_RECORDS TO USE_.

-------------------------

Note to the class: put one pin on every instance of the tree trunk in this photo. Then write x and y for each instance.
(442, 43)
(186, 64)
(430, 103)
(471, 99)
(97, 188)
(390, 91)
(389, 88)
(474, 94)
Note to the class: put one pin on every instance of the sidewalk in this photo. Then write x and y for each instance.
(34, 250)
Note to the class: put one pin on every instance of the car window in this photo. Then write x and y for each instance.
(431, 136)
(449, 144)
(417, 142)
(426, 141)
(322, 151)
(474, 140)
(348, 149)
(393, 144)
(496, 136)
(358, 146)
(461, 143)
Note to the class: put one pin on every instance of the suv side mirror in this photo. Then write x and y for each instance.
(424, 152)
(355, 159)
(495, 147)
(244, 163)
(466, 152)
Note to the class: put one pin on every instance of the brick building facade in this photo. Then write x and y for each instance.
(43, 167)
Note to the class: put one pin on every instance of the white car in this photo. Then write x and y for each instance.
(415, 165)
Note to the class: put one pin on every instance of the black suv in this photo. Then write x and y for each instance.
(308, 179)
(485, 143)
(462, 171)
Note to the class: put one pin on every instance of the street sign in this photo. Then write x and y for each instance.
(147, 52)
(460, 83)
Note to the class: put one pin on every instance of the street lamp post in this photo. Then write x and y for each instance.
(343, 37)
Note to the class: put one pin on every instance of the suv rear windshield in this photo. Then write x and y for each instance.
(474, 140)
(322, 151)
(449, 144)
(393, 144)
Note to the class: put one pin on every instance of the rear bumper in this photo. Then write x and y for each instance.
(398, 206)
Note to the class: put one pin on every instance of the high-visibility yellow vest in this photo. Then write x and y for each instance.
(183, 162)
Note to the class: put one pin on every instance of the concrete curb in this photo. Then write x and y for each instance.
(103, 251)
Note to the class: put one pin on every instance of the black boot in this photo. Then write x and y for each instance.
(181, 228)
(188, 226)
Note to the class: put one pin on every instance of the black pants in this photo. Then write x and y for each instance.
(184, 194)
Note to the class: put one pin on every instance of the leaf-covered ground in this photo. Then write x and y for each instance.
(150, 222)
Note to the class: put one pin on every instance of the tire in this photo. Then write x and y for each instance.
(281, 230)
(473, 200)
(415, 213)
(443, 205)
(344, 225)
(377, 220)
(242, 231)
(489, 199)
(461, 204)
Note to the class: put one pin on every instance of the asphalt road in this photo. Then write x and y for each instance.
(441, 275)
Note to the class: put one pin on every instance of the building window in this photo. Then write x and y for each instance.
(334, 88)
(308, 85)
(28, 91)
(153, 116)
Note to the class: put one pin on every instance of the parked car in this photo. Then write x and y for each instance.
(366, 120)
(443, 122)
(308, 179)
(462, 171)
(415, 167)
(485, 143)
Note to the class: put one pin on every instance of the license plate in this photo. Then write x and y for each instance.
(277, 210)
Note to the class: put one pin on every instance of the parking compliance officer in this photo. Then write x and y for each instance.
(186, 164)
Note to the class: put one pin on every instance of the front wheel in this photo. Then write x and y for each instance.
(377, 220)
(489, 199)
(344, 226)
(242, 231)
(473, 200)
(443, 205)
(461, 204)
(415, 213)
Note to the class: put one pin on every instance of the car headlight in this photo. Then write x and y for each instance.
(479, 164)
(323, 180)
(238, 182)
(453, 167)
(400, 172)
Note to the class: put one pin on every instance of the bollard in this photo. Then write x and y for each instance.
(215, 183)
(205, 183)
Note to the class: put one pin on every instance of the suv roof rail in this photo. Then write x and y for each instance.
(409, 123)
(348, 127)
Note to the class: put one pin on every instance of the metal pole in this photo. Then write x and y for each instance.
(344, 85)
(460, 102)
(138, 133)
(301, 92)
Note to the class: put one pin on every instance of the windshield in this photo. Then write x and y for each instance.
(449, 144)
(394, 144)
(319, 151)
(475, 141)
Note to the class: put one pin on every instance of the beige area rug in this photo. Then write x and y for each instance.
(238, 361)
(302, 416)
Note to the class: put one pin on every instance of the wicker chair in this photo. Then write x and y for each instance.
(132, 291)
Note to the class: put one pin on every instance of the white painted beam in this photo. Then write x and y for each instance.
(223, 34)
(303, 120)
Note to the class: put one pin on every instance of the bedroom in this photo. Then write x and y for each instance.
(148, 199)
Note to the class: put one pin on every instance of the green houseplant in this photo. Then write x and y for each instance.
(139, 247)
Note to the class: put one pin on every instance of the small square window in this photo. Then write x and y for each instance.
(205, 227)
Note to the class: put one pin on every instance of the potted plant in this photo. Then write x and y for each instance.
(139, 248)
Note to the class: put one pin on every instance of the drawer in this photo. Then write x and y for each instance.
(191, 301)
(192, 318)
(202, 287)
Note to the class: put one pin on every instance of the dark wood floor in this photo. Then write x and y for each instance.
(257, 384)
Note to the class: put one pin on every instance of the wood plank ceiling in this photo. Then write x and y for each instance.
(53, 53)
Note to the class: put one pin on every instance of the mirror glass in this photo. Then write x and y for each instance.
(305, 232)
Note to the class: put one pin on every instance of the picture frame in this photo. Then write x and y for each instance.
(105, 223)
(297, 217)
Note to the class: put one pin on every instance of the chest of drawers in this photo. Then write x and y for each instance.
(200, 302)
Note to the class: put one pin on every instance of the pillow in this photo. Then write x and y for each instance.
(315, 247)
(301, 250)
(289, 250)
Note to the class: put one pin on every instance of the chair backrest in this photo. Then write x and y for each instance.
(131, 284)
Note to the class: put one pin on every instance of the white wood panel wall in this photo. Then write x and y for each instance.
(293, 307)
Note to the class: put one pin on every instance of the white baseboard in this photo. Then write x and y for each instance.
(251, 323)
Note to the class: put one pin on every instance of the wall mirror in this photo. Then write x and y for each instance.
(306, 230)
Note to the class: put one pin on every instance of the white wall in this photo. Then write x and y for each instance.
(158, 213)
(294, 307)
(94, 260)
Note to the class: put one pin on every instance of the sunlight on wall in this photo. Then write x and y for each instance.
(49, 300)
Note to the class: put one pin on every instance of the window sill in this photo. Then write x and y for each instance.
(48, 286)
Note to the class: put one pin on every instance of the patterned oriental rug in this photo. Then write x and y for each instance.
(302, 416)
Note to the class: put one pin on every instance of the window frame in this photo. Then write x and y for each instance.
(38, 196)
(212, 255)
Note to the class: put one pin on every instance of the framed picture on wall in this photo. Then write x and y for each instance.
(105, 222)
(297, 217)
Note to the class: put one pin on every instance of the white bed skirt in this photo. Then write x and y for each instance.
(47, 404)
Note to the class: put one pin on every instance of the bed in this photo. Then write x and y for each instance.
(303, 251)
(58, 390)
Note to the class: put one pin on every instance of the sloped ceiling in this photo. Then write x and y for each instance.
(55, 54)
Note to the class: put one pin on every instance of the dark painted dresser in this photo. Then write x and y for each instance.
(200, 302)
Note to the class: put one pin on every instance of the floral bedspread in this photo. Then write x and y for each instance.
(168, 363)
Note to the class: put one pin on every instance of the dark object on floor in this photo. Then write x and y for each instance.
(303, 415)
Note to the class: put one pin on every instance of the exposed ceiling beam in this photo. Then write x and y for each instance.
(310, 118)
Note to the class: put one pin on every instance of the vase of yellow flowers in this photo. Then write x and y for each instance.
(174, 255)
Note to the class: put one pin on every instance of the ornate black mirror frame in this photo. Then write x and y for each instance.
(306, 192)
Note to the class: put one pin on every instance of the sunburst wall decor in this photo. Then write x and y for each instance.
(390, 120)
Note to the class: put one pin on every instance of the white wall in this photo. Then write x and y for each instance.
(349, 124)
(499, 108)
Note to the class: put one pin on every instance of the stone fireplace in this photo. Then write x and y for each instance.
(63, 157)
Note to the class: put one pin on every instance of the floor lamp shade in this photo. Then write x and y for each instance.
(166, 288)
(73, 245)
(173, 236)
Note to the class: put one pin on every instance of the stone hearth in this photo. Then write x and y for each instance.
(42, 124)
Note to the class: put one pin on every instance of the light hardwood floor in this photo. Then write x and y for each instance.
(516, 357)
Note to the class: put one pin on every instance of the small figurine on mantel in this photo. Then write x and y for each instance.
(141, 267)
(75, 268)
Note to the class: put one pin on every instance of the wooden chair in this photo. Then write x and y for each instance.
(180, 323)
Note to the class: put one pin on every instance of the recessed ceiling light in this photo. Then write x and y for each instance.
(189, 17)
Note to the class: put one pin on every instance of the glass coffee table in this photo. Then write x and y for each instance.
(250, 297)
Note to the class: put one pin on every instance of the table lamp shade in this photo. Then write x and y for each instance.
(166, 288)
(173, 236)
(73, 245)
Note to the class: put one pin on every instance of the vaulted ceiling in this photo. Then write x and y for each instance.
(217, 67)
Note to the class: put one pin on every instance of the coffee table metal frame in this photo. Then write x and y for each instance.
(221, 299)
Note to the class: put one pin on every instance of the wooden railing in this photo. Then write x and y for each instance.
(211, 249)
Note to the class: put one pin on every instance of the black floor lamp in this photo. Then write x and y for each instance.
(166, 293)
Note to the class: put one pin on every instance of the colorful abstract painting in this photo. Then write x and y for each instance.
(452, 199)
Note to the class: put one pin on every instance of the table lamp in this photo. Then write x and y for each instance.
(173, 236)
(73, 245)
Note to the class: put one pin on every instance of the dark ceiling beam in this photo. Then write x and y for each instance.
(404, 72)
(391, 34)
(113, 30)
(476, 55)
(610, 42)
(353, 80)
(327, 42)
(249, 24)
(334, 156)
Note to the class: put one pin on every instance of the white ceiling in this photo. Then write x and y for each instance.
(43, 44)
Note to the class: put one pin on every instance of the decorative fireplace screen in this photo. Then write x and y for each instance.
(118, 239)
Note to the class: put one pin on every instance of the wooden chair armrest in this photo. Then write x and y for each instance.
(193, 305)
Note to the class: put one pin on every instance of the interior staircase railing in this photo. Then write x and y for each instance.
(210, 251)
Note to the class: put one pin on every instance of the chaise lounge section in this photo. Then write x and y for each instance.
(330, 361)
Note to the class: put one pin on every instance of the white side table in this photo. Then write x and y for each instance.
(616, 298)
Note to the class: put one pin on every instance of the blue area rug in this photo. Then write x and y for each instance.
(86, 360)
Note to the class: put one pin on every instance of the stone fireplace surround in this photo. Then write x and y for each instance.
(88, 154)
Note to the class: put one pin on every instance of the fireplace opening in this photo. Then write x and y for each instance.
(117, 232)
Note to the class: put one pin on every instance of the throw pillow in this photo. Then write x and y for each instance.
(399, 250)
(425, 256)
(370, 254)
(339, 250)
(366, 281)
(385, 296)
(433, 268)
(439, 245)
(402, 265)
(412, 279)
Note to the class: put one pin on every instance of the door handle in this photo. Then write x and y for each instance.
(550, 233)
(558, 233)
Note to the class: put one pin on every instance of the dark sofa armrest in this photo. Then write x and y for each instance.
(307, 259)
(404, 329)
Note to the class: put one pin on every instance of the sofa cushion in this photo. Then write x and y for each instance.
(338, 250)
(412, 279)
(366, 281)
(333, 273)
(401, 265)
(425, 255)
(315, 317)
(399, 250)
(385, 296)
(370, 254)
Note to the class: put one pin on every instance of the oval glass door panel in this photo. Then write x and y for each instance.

-------------------------

_WORK TO DO_. Your task is to transcribe the line containing "of the interior" and every line after it, through the last line of the data, exactly as written and with nothing more.

_SOLUTION TO THIS PROBLEM_.
Note to the class: put one pin on every instance of the interior staircase railing in this photo. Then write x and y for each instance.
(210, 251)
Note to the class: put one pin on every instance of the chaise lounge section in this photo. Then write x and y for each instance.
(330, 361)
Note to the class: put one pin on every instance of the white side table in this photo. Then write x and y for each instance.
(616, 298)
Note to the class: put one pin on every instance of the blue area rug in this photo. Then write x and y for each instance.
(86, 360)
Note to the class: put one pin on every instance of the stone fireplace surround in this photo. Then write x and y for each instance.
(88, 154)
Note to the class: put one pin on every instance of the fireplace opening in this photo. Then write x and y for each instance.
(117, 232)
Note to the class: put one pin on every instance of the throw pillow in this photo. Then write x and y for each instance.
(399, 250)
(425, 256)
(370, 254)
(339, 250)
(366, 281)
(385, 296)
(433, 268)
(439, 245)
(402, 265)
(412, 279)
Note to the class: put one pin on every instance of the door handle in this photo. Then write x and y for each instance.
(550, 233)
(558, 233)
Note to the class: put one pin on every instance of the dark sofa armrest in this photo. Then write x and y for each instance.
(307, 259)
(404, 329)
Note to the class: put one pin on every instance of the sofa cushion in this photo. Then write x and y for each instance.
(338, 250)
(412, 279)
(366, 281)
(333, 273)
(401, 265)
(425, 255)
(315, 317)
(399, 250)
(385, 296)
(370, 254)
Note to the class: put one pin on every instance of the oval glass door panel in this photo. Then write x and y for each instance.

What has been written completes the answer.